Since the beginning of quarantine, there has been a surge in Black businesses especially among young entrepreneurs. The pandemic has motivated a lot of people to get creative and find their passion and drive.
In addition, it’s forced some people to find another source of income because of the pandemic and the loss of jobs it’s created. Whether they’re small local businesses or have grown and are on the way to becoming a name brand, there are plenty of outlets to support Black businesses.
Clothing and handbag brands are the first that come to mind. Some lines were made for pure fashion purposes, creating unique, new materials and designs that are different and appealing. There has been the creation of luxury streetwear, different athletic lines, funky accessories, and handbags. Other lines are focused on a message like supporting HBCUs, civil rights leaders, Black arts and raising awareness and donating to movements like Black Lives Matter, women empowerment and so much more.
I personally have bought from a couple of brands like God is Dope and Brandon Blackwood’s handbag line. The quote Brandon puts on his signature bags is, “End Systematic Racism.”
I love how he uses such a small purse to make a big statement. You can’t miss it and I know people see it every time I wear it. It’s amazing how fashion can be used to express yourself and make a statement without saying a word. Clothes can be worn by people to tell the world what is important to them and what needs to be talked about.
In addition to the fashion industry, there has been a boom in the cosmetology field. Students have turned their dorm rooms into mini hair shops and nail salons, creating a safe environment while offering affordable services. There’s also been a rise of young natural hairstylists. With a lot of women wearing natural styles and maintaining healthy hair, the need for a natural stylist has grown. Especially in times like these, with some stylists increasing their prices, it’s extremely helpful and convenient to have someone close who can do your hair.
It’s fascinating to see the change in just over a decade with hair styles. I remember being in 6th grade and wanting to straighten my hair all the time because that is what everyone else was doing. It was not popular then to rock curly rod sets or a huge puff, so I ended up trying to fit in and damaging my hair along the way. Now, there are more Black women wearing their natural hair and wanting to put the time and care into maintaining it.

» **Dataset content**

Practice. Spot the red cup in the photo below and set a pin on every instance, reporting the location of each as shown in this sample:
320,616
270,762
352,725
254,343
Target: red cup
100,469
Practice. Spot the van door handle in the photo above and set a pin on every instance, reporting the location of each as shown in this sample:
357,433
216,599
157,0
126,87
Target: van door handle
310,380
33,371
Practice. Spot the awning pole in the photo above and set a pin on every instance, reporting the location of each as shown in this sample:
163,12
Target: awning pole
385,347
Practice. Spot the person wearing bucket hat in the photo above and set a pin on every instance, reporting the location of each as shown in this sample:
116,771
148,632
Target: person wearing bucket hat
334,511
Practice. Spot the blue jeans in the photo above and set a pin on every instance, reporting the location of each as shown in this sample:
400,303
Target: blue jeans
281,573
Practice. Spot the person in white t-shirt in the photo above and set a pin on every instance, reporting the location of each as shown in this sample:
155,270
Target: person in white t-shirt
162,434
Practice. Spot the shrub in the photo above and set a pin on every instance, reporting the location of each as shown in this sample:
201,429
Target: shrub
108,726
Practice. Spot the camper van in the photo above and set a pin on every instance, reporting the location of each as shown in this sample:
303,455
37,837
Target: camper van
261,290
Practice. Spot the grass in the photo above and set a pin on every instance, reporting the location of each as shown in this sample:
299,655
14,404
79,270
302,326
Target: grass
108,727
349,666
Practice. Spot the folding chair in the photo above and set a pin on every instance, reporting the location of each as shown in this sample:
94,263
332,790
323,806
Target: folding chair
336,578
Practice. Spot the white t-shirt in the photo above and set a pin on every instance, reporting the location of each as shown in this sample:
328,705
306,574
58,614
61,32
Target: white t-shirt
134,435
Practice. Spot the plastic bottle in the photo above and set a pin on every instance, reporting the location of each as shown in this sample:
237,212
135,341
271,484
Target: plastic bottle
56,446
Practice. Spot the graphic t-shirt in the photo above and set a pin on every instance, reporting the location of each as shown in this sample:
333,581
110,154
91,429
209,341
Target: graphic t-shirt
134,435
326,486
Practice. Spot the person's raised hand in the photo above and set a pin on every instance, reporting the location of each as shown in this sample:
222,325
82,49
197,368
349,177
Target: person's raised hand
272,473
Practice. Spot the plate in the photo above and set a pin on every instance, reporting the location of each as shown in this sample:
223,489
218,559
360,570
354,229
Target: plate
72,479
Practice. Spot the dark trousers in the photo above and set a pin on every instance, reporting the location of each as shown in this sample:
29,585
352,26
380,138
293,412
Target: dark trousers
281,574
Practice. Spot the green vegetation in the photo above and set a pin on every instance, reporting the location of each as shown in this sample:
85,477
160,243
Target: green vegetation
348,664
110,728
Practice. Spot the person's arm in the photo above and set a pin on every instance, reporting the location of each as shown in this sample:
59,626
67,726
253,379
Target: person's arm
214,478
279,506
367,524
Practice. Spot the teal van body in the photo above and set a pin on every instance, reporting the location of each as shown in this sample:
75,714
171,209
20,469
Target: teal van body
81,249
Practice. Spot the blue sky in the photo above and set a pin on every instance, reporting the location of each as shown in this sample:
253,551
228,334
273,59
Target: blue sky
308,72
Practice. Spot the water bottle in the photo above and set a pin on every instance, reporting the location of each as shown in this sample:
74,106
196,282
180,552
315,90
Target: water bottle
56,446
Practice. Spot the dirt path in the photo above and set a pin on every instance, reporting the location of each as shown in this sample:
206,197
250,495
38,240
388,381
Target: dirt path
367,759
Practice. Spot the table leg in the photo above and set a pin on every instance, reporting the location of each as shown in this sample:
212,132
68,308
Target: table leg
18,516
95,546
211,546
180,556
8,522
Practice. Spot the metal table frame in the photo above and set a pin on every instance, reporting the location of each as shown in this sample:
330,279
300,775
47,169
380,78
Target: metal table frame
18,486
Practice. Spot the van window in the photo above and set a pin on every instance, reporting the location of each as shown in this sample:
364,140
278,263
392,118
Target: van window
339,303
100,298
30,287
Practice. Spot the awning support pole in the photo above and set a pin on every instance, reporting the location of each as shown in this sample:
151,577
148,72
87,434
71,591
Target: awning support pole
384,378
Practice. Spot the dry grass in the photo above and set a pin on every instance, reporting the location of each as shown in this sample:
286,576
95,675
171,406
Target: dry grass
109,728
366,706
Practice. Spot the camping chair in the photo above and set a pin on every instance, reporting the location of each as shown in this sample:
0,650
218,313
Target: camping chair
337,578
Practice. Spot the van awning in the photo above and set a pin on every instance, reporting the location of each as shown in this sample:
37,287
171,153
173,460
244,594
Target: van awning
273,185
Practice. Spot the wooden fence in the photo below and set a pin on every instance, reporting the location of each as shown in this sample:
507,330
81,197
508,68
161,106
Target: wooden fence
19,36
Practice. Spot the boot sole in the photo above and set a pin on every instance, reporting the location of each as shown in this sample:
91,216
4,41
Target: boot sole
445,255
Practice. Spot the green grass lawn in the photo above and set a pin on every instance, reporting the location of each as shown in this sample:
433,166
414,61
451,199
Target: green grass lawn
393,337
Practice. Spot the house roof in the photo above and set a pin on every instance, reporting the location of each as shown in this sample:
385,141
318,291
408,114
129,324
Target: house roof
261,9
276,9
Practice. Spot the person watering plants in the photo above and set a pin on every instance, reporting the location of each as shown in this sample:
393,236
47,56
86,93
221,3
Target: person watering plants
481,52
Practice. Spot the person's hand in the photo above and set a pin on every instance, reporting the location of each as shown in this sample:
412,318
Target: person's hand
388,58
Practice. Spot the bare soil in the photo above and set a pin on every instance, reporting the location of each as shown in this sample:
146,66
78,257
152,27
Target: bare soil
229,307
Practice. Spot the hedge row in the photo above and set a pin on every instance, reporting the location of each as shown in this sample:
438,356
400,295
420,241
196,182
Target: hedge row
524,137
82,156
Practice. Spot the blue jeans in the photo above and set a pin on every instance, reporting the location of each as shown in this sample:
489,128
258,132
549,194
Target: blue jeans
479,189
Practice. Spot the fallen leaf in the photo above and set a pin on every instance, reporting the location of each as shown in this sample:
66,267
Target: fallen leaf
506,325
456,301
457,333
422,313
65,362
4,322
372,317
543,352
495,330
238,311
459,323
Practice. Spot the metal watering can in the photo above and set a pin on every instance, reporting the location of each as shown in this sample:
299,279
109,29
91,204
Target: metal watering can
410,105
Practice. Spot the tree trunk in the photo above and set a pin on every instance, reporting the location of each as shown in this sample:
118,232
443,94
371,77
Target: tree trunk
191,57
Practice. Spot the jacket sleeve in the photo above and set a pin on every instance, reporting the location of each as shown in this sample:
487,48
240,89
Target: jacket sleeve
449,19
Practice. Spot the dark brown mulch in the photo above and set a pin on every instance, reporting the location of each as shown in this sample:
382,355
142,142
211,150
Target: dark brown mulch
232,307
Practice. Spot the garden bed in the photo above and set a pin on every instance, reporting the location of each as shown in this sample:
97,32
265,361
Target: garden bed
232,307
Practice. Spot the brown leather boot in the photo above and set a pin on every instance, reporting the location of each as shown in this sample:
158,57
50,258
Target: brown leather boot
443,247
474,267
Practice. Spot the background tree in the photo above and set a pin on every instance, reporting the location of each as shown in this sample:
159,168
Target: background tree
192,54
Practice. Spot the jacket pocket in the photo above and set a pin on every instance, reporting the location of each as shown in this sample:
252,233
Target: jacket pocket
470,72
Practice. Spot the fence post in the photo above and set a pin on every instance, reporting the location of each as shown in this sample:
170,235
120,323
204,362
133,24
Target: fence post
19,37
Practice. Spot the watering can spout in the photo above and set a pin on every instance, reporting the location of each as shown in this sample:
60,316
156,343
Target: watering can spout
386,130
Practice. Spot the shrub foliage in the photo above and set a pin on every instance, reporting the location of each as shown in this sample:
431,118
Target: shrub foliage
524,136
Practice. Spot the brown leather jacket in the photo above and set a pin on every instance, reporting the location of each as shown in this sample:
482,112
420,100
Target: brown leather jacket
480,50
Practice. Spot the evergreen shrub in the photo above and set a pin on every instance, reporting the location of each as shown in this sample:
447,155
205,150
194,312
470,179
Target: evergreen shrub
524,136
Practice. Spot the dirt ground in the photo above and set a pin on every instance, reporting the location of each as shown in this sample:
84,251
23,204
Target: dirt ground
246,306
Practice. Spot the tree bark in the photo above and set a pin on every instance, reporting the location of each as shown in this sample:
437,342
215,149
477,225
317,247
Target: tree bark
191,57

» **What to work on**
1 – In the article on Black businesses, what quote does Brandon put on his signature bags?
2 – Please rewrite the passage of the article on Black businesses from "Since the beginning" up to and including "support Black businesses.", renaming "pandemic" as "health crisis".
The material placed after the article on Black businesses is separate from it.

» **Set of answers**
1 – "End Systematic Racism."

2 –
Since the beginning of quarantine, there has been a surge in Black businesses especially among young entrepreneurs. The health crisis has motivated a lot of people to get creative and find their passion and drive.
In addition, it’s forced some people to find another source of income because of the health crisis and the loss of jobs it’s created. Whether they’re small local businesses or have grown and are on the way to becoming a name brand, there are plenty of outlets to support Black businesses.